What the task asks.
Report every line of the records below that contains the word "white".

Excerpted records.
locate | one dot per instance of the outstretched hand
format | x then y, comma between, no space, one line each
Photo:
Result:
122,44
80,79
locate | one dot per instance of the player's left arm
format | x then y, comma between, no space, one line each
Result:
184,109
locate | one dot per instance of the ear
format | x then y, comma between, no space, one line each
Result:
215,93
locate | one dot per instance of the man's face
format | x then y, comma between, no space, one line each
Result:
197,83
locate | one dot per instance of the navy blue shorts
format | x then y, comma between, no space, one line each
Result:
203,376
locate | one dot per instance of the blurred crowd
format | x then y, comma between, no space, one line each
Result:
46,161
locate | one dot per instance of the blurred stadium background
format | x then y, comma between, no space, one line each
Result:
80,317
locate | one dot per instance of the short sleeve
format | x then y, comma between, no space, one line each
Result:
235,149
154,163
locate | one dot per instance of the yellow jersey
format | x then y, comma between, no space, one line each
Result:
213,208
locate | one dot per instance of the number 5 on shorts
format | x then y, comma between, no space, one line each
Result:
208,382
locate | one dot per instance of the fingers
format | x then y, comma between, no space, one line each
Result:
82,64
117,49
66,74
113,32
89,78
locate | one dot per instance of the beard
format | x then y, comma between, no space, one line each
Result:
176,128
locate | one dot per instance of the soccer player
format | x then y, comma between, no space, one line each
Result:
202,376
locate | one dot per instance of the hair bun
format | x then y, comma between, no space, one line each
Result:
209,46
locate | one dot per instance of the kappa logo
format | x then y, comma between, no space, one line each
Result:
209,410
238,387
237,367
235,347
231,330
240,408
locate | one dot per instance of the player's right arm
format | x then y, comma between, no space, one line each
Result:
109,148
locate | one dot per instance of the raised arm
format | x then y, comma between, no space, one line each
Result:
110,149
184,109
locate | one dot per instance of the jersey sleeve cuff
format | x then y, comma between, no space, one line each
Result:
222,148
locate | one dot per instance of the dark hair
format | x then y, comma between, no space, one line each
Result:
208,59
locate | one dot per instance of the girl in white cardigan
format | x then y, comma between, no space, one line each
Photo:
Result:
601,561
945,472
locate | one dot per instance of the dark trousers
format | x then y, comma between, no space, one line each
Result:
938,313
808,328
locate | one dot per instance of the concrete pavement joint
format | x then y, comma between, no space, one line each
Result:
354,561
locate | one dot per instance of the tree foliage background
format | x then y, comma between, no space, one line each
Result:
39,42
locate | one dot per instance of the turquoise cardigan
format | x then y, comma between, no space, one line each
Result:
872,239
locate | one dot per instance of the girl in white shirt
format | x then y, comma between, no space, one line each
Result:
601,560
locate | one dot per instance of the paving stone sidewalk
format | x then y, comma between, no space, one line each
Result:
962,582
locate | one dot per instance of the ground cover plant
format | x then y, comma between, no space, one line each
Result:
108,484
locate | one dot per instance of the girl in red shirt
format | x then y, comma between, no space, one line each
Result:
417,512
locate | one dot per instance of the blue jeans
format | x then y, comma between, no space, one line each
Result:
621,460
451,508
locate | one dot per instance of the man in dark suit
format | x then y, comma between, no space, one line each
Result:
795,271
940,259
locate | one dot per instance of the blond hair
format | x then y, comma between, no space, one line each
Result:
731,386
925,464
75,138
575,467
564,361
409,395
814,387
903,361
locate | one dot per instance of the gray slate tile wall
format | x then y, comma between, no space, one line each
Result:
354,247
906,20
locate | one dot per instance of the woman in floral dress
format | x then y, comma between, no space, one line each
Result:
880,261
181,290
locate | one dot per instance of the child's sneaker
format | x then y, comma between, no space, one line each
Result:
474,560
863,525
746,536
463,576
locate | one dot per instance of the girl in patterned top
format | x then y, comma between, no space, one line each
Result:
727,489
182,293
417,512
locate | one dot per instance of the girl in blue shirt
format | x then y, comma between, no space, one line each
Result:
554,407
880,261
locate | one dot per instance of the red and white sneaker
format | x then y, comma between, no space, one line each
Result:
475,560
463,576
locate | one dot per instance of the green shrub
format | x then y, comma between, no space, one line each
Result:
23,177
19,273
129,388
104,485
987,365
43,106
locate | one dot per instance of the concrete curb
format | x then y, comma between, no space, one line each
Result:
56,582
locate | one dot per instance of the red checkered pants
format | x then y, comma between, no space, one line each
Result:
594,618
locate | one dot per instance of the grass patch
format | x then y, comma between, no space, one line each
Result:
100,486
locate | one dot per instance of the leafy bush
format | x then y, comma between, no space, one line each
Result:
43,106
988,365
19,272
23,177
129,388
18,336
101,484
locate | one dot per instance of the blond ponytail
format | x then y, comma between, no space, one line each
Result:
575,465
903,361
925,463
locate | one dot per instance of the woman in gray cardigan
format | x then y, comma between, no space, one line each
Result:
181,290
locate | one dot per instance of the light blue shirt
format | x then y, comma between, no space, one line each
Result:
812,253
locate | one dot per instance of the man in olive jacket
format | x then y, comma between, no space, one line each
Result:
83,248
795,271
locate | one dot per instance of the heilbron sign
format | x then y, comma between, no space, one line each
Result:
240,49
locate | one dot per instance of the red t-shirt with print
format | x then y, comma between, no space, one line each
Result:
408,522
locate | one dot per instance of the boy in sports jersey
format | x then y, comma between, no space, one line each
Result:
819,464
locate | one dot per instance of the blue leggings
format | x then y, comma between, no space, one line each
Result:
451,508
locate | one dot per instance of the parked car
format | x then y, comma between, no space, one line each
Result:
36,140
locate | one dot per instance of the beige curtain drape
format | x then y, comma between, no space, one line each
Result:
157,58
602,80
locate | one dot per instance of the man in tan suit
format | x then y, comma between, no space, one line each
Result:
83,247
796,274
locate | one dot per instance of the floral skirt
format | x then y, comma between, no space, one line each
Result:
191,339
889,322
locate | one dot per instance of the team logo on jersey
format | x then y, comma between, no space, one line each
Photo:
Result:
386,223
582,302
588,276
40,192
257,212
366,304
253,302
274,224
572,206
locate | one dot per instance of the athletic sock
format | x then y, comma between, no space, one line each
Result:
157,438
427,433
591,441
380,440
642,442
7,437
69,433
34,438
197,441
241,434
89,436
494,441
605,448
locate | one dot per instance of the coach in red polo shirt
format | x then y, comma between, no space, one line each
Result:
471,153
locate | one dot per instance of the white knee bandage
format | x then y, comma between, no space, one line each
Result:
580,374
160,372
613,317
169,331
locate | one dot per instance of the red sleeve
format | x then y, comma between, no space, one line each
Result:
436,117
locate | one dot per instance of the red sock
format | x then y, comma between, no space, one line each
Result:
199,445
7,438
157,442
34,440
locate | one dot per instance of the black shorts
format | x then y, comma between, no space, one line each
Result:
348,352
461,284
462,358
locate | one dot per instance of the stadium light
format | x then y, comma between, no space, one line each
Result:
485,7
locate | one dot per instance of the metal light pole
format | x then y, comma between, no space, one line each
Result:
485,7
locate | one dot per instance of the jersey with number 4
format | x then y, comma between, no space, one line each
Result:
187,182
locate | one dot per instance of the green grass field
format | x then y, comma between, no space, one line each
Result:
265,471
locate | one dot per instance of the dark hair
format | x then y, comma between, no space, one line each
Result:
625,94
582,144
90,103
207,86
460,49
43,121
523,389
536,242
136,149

Answer.
locate | one dot per instance of the girl in white cardigan
locate | one dot per instance of the girl in white shirt
locate | one dot per instance of the red and white sneaker
locate | one dot per instance of the white knee bandage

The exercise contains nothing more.